(Items listed in a dataset)
-- Opening Marker --

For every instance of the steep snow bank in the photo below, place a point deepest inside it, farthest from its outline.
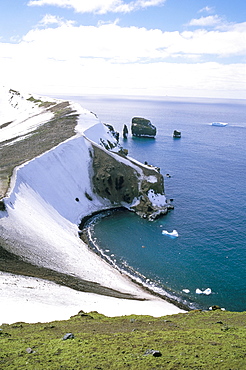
(20, 114)
(47, 198)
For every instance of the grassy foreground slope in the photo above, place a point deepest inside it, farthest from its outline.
(194, 340)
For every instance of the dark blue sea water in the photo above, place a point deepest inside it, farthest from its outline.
(208, 185)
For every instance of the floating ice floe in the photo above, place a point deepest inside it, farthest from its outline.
(173, 234)
(219, 124)
(206, 291)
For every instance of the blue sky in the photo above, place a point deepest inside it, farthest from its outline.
(138, 47)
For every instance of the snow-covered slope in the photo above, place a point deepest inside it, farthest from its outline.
(48, 197)
(20, 114)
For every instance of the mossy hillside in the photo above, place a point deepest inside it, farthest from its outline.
(194, 340)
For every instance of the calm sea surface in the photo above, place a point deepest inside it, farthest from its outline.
(208, 185)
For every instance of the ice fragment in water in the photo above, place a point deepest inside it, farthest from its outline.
(206, 291)
(173, 234)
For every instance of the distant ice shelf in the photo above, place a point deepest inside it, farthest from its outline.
(219, 124)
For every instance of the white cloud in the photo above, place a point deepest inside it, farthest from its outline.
(211, 20)
(124, 60)
(49, 19)
(99, 6)
(206, 9)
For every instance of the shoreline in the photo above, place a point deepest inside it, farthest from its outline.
(84, 235)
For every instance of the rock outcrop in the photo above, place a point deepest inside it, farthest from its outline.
(142, 127)
(129, 184)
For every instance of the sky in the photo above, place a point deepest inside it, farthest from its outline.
(184, 48)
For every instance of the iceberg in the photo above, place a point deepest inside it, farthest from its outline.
(206, 291)
(173, 234)
(219, 124)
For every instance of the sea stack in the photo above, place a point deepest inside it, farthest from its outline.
(142, 127)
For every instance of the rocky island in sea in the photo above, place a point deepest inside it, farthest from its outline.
(59, 164)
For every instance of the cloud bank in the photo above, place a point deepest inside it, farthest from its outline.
(99, 6)
(58, 56)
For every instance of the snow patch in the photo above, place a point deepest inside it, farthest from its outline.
(157, 199)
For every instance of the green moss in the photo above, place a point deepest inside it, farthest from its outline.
(195, 340)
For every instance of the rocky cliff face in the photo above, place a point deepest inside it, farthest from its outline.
(124, 182)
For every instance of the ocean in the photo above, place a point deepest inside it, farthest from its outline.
(207, 183)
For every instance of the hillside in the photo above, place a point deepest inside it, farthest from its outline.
(59, 164)
(195, 340)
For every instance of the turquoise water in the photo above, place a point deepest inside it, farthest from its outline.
(207, 183)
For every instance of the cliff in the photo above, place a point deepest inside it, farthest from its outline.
(58, 179)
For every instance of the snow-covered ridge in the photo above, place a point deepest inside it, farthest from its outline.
(20, 114)
(51, 193)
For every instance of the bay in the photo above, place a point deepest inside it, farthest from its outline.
(207, 183)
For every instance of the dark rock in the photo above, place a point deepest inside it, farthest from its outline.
(29, 350)
(125, 132)
(176, 134)
(215, 307)
(142, 127)
(153, 353)
(2, 205)
(68, 336)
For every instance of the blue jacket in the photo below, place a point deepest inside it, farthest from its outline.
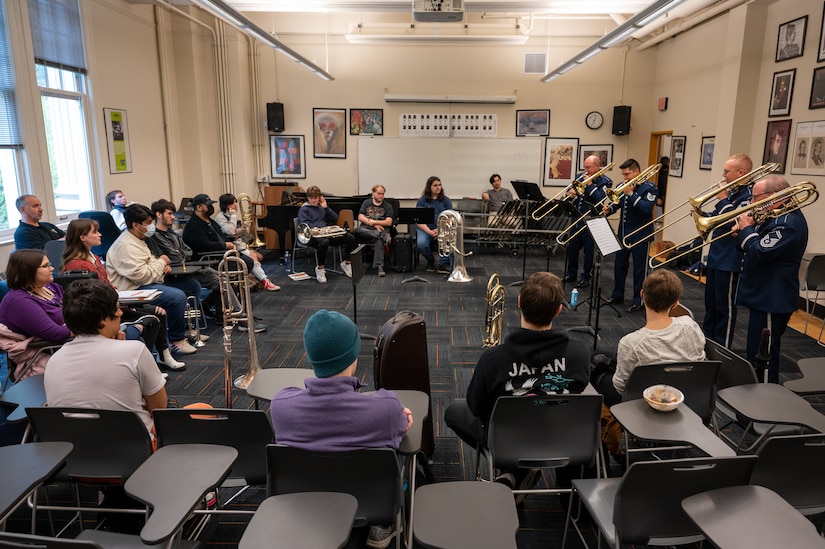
(770, 269)
(637, 209)
(723, 254)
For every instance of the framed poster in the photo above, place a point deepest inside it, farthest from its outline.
(817, 89)
(560, 161)
(808, 154)
(366, 121)
(790, 43)
(777, 135)
(329, 133)
(706, 152)
(532, 123)
(781, 93)
(117, 140)
(286, 155)
(677, 155)
(604, 152)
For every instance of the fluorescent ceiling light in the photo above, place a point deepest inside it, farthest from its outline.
(220, 9)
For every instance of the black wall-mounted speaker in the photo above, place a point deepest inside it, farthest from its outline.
(275, 117)
(621, 120)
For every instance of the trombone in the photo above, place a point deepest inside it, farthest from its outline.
(613, 195)
(701, 200)
(546, 208)
(788, 199)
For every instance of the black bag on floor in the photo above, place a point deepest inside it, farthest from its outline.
(400, 361)
(402, 253)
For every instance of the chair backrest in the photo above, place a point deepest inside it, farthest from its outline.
(108, 444)
(733, 369)
(696, 380)
(248, 431)
(372, 475)
(109, 231)
(648, 502)
(794, 467)
(545, 431)
(815, 275)
(54, 251)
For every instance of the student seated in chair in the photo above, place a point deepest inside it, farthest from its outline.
(330, 415)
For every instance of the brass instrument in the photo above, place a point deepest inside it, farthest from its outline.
(307, 233)
(698, 202)
(250, 223)
(613, 195)
(451, 239)
(547, 208)
(194, 321)
(495, 312)
(233, 277)
(789, 199)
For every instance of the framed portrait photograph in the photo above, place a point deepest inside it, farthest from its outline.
(808, 149)
(329, 135)
(776, 143)
(604, 152)
(532, 123)
(706, 152)
(117, 140)
(677, 155)
(560, 161)
(286, 156)
(366, 121)
(781, 93)
(817, 89)
(790, 43)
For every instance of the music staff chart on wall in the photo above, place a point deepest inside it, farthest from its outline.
(447, 125)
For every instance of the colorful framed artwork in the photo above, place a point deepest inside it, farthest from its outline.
(560, 155)
(366, 121)
(286, 155)
(329, 135)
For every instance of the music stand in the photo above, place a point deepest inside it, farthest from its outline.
(415, 216)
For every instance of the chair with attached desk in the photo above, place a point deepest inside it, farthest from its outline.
(644, 506)
(538, 432)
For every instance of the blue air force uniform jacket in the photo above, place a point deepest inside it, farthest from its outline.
(769, 281)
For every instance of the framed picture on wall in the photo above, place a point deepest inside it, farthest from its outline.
(329, 135)
(677, 155)
(560, 161)
(781, 93)
(817, 89)
(366, 121)
(604, 152)
(286, 155)
(532, 123)
(776, 143)
(790, 43)
(706, 152)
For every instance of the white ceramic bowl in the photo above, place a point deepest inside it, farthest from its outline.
(664, 398)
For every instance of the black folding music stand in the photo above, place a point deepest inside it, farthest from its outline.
(412, 217)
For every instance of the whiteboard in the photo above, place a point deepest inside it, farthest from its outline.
(464, 165)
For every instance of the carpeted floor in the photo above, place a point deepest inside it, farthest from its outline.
(454, 314)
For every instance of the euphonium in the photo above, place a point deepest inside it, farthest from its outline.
(250, 223)
(233, 277)
(495, 312)
(451, 242)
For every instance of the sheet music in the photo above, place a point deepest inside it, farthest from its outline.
(603, 235)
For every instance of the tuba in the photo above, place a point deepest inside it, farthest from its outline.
(232, 274)
(250, 223)
(495, 312)
(451, 239)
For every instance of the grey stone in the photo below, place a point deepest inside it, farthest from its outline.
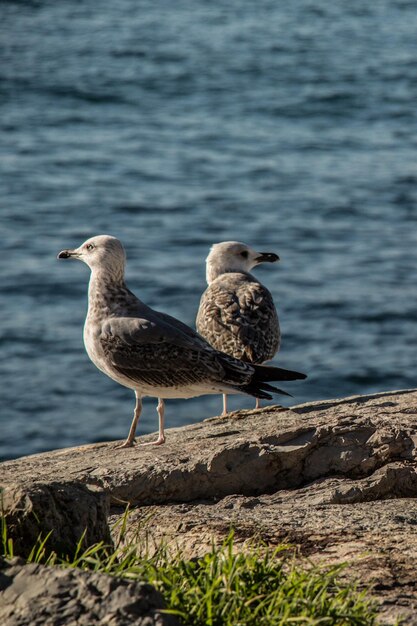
(336, 478)
(36, 595)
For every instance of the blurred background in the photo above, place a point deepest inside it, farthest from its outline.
(289, 126)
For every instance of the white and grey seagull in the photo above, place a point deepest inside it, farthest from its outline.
(237, 314)
(150, 352)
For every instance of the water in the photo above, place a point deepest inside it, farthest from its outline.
(289, 126)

-- Closing Marker --

**HOW TO COMPLETE THIS TASK:** Every line above gets copied exactly; none of the pictures do.

**ANSWER SECTION:**
For every instance of the steep snow bank in the photo below, place a point deepest inside it, farthest from its outline.
(20, 114)
(47, 198)
For every instance of the grassy foreground slope in the photo above, place a point deepest inside it, farthest from its outline.
(194, 340)
For every instance of the dark blue sea water in the photo above, place a point deepest inside it, farthest from its outline.
(208, 185)
For every instance of the floating ice floe in the photo above, place a point deepest inside it, farthest from its outline.
(173, 234)
(219, 124)
(206, 291)
For every instance of the blue sky in the photo above, place a point deepest inside it, farthest from its outline.
(138, 47)
For every instance of the snow-covered slope in the photo above, place a point deepest inside it, farthest from its outline.
(48, 197)
(20, 114)
For every instance of the mossy hillside in the photo above, place a point deepest inside it, farthest from its outline.
(194, 340)
For every instance of the calm sea surface in the photo above, place a point deepest inside it, farthest from its outline.
(208, 185)
For every instance of the ice fragment in water in the photo above, place a point deepest inside it, farthest from its outline.
(206, 291)
(173, 234)
For every instance of the distant ice shelf in the photo above, place a point deepest inside it, farthest from its outline.
(219, 124)
For every instance of the white cloud in the photo above, place a point deepest inside it, farthest from its outline.
(211, 20)
(124, 60)
(49, 19)
(99, 6)
(206, 9)
For every instance of the shoreline in the photo above, place a point deepest inside it, farthest from its outline.
(84, 235)
For every instance of the rock outcrop in the photo above, place a point deepest inside it, farthest from its outline.
(142, 127)
(129, 184)
For every instance of the sky in the photo above, place a point deepest inside it, farthest from its outline.
(184, 48)
For every instance of the iceberg in the photo above, place a point deepest inside it, farthest from its outline.
(206, 291)
(173, 234)
(219, 124)
For every instance of the sea stack in the photo above, place a point deepest inside it, farthest from its outline.
(142, 127)
For every instance of the rocky island in sea in the photo above, place a point deepest inside it, farthest from its outline.
(59, 164)
For every instance of the cloud bank in the photo above, place a point deepest inside it, farthest from its outline.
(99, 6)
(58, 56)
For every instance of the snow patch in the photo above, place a point deepest inside it, farthest from its outline.
(157, 199)
For every instance of the green moss in the photo above, place a point deepest inside it, farthest from its outline.
(195, 340)
For every instance of the rocky cliff face in the photo above, place a point deepest inside it, farthest from its outline.
(124, 182)
For every instance of the ocean in the photo above, place a point deepest inside it, farthest from its outline.
(207, 183)
For every instance of the hillside in the photo above, place a point deepest inside it, farthest from its outline.
(59, 164)
(195, 340)
For every instance of the turquoise water in the photo above, place a point deepest inside it, farthest from its outline.
(207, 183)
For every instance of the cliff in the photo above, place a point deepest inside it, farthest from its outline.
(58, 179)
For every instance of the snow-covered ridge in the photo above, place a point deepest inside it, farthest from its outline.
(20, 114)
(51, 193)
For every instance of the bay in the photo above, place a point deepest inside it, farthest from its outline.
(207, 183)
For every instance of the dark rock in the photo above, place a point deepest inside it, farthest from its outline.
(29, 350)
(125, 132)
(176, 134)
(215, 307)
(142, 127)
(153, 353)
(2, 205)
(68, 336)
For every instance of the blue jacket in the photo below, place a point deepest inside it, farthest from its outline.
(770, 269)
(637, 209)
(723, 254)
For every instance of the framed poster in the photo above, place a point deepest inside it, farthest from its outline.
(817, 89)
(560, 161)
(808, 154)
(366, 121)
(790, 43)
(777, 135)
(329, 133)
(706, 152)
(532, 123)
(781, 93)
(117, 140)
(286, 155)
(677, 155)
(604, 152)
For every instance of the fluorescent ceiling light in the photo above, place a point deepest inside it, farthest from its outline.
(220, 9)
For every instance of the black wall-mounted speaker in the photo above, place a point deepest inside it, farthest from its outline.
(275, 117)
(621, 120)
For every instance of the trombone in the photo above, place a point deepest inside it, farthest from its outline.
(613, 195)
(701, 200)
(546, 208)
(788, 199)
For every instance of the black bag on floor in the photo above, place a point deepest inside it, farthest from its outline.
(400, 361)
(402, 253)
For every instance of the chair backrest in the photo above, place a point deepest inside it, farthest from its outline.
(108, 444)
(733, 369)
(696, 380)
(248, 431)
(372, 475)
(109, 231)
(648, 502)
(794, 467)
(545, 431)
(815, 275)
(54, 251)
For every instance of the student seated in chair in the photo above, place a point deepest inside it, farthest from its outline.
(330, 415)
For every instance of the brass instrument in the photo above, place a point deepest inside it, farthest from its outline.
(307, 233)
(698, 202)
(250, 223)
(613, 195)
(451, 239)
(547, 208)
(194, 321)
(495, 312)
(233, 277)
(789, 199)
For every instance of the framed portrait photograph in the photo above, place a point deepest inside it, farthest from its outline.
(808, 149)
(329, 135)
(776, 143)
(604, 152)
(532, 123)
(706, 152)
(117, 140)
(677, 155)
(560, 161)
(286, 156)
(366, 121)
(781, 93)
(817, 89)
(790, 43)
For every instance of the music staff chart on wall in the photo above, place a point deepest inside it, farthest from its outline.
(447, 125)
For every instance of the colorful framed artwork in the photo above, place a point deepest inside it, farthest from its outline.
(560, 155)
(366, 121)
(286, 155)
(329, 135)
For every instance of the music stand in the photo above, place a point deepest inside it, farthest from its outline.
(415, 216)
For every instance of the chair with attached desk in the photo above, place a point deepest inside it, farthest from its outline.
(644, 506)
(538, 432)
For every instance of the blue air force uniform jacket in the photo above, place a point deepest inside it, farthest from its outline.
(769, 281)
For every instance of the framed picture on wall in the photo above, place a point deepest inside it, farthest from its outline.
(329, 135)
(677, 155)
(560, 161)
(781, 93)
(817, 89)
(366, 121)
(604, 152)
(286, 155)
(532, 123)
(776, 143)
(790, 43)
(706, 152)
For every instance of the white ceramic bowl in the photo above, place a point deepest inside it, farthest from its outline.
(664, 398)
For every instance of the black folding music stand in the photo above, place a point deepest inside it, farthest from its outline.
(412, 217)
For every instance of the whiteboard in the photo above, place a point deepest inside it, farthest from its outline.
(464, 165)
For every instance of the carpeted floor in the photo above, place a point deepest inside it, farthest from its outline.
(454, 314)
For every instance of the euphonium in the photo above, place a point deepest inside it, farthest from its outline.
(250, 223)
(233, 277)
(495, 312)
(451, 242)
For every instance of the sheet music in the photo above, place a point deepest inside it, farthest from its outline.
(603, 235)
For every instance of the tuba in the photo above, place a point deepest inside it, farthest from its outline.
(232, 274)
(250, 223)
(495, 312)
(451, 239)
For every instance of the grey stone in the photo below, place a point deepest inside it, farthest from its outline.
(336, 478)
(36, 595)
For every instance of the blurred background in the photo above, place a point deepest inside it, farthest from its outline.
(289, 126)
For every instance of the white and grey seagull in the photo above, place a point deepest inside it, farthest from its outline.
(237, 314)
(150, 352)
For every instance of the water in the photo above, place a point deepest inside it, farthest from its outline.
(289, 126)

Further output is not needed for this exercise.